© JUNGE FREIHEIT Verlag GmbH & Co.  www.jungefreiheit.de  47/14 / 14. November 2014

„Fahrverbot für freie Bürger“
Linksgrüne Zwangswirtschaft? „Neue Freiheiten“ durch ökokratisch verordneten nachhaltigen Lebensstil
Christoph Keller

Um den Kohleverbrauch zu drosseln und dem lebensbedrohlichen Smog in den Großstädten zu begegnen, um mit verseuchten Böden und verdreckten Flüssen fertig zu werden, hat die kommunistische Staatsführung Chinas seit 2013 eine Reihe von drastischen umweltpolitischen Maßnahmen ergriffen. Diese lassen Kritiker von einer offenbar erfolgreichen „grünen Revolution“ schwärmen (JF 42/14).

AUFGABE: Führen Sie den Auszug über Chinas Umweltpolitik im Anschluss an seinen letzten Satz weiter. Die Einträge sind eigenständiges Material und gehören nicht zum Auszug.

DATENAUSZUG:
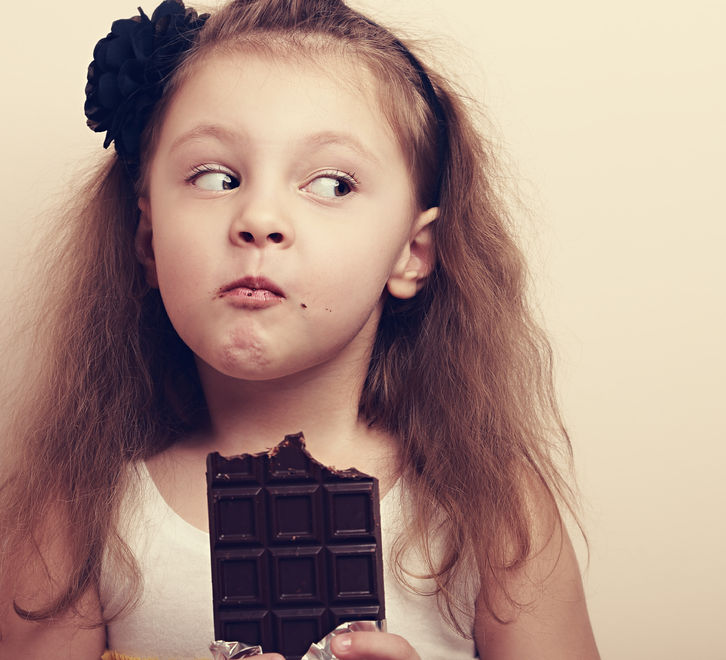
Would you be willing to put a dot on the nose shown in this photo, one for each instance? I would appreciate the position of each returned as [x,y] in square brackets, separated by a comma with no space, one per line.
[260,221]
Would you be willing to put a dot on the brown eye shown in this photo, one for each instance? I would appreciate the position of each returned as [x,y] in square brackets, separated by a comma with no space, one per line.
[330,186]
[215,181]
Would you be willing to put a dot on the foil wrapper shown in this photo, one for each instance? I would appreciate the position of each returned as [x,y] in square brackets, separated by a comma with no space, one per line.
[233,650]
[321,650]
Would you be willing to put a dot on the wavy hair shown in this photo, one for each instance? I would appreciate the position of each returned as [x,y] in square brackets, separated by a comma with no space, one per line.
[460,375]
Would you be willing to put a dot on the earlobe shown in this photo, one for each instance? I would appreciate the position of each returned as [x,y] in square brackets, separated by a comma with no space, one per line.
[143,244]
[417,259]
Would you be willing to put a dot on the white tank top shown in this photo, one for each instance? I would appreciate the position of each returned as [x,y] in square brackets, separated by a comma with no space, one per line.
[173,619]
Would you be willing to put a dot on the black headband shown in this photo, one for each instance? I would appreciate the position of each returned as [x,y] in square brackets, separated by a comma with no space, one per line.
[133,62]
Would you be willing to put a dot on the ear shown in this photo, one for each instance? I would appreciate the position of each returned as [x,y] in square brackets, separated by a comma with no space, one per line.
[417,258]
[143,243]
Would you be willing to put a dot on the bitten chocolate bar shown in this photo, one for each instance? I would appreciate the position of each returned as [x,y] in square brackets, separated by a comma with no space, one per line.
[296,548]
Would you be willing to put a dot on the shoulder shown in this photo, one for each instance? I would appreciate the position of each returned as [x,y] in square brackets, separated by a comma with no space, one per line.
[540,602]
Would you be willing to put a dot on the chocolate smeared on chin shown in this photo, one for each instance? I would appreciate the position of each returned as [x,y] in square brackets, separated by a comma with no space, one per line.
[296,548]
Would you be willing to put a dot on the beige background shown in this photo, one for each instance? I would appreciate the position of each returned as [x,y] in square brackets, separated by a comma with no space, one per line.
[612,116]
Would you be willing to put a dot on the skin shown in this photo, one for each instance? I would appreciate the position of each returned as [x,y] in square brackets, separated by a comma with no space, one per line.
[241,187]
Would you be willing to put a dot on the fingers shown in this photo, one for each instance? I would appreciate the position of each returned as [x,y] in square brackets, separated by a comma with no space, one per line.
[373,646]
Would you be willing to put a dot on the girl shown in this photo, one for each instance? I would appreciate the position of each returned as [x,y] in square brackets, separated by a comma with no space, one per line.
[298,230]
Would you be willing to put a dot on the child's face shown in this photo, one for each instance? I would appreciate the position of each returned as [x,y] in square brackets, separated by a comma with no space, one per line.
[279,207]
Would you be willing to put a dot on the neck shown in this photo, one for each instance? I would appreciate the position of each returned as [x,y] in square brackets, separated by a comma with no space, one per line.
[253,416]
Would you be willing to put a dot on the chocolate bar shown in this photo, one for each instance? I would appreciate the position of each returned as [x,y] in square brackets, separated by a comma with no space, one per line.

LÖSUNG:
Für den linken Publizisten Bernhard Pötter beweist der radikale Kurswechsel der Pekinger „roten Ökodiktatur“, daß ein nichtdemokratischer Staat flexibler auf die „multiple globale Krise“ von Klimawandel, Umweltzerstörung, Ressourcenverknappung und Armut reagieren könne als die liberalen Demokratien des Westens. Im EU-Raum, weniger in Nordamerika, stehe der Kampf zur „Rettung des Planeten“ zwar seit über zwei Jahrzehnten ganz oben auf der politischen Agenda; doch weder habe man sich in Brüssel auf eine nachhaltige Energiepolitik einigen können, noch gebe es konkrete Vorstellungen, wie „grünes Wachstum dem krisengeschüttelten Kontinent“ aufhelfen könne. Schon gar nicht werde genug getan, um das Aussterben von Pflanzen und Tieren aufzuhalten. Die USA, „der größte Verfechter von Demokratie und Marktwirtschaft“, seien ohnehin weltweit führend bei der Zerstörung des Planeten.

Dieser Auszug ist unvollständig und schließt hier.